(Estratto del documento)
—————

Mauro Sini – Fotografare per delimitare il vuoto

27 - 03 - 2023

Appassionato di architettura, Mauro Sini ricerca anche nella fotografia linee essenziali, forme nette e precise. È uno studio sullo spazio, da esplorare assecondando il proprio ritmo interiore.

Mauro, come sei approdato alla fotografia?

Ci sono arrivato relativamente tardi, a 34 anni. In precedenza, essendo molto attratto dall’architettura, avevo iniziato un percorso di studi universitario che ho poi abbandonato. Quello per la fotografia è un amore sbocciato da bambino, quando ho avuto la fortuna di ritrovarmi tra le mani una vecchissima macchina fotografica dei primi del Novecento, che mi ha aperto un mondo. Poi quell’amore è stato lasciato e ripreso fino a quando, all’età di 34 anni, ho deciso che da grande volevo fare il fotografo. In questo passaggio sono stato aiutato dai miei due maestri; uno è Flavio Renzetti, scultore e pittore, l’altro è Massimo Costoli, fotografo. Massimo, in particolare, mi ha aperto la mente e ha cambiato il mio modo di pensare e vedere fotograficamente. Insomma, grazie a lui ho scoperto chi è il Mauro Sini fotografo. Da allora ho iniziato una carriera come fotografo di abbigliamento e di interni, e parallelamente porto avanti la mia ricerca artistica.

—————

(Consegna A) Nell'intervista a Mauro Sini, a quale età ha deciso di diventare fotografo?
(Consegna B) Riporta tutto il brano dell'intervista a Mauro Sini da "Appassionato di architettura, Mauro" fino a "proprio ritmo interiore.", sostituendo "linee essenziali" con "linee pulite".
I dati che seguono non sono necessari.

(Etichette dei punti sugli oggetti)

—————

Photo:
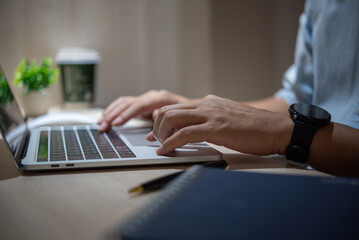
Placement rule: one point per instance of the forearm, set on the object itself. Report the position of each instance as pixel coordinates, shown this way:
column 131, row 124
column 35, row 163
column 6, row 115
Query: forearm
column 271, row 104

—————

(Risultato finale A) A 34 anni.

(Risultato finale B)
Appassionato di architettura, Mauro Sini ricerca anche nella fotografia linee pulite, forme nette e precise. È uno studio sullo spazio, da esplorare assecondando il proprio ritmo interiore.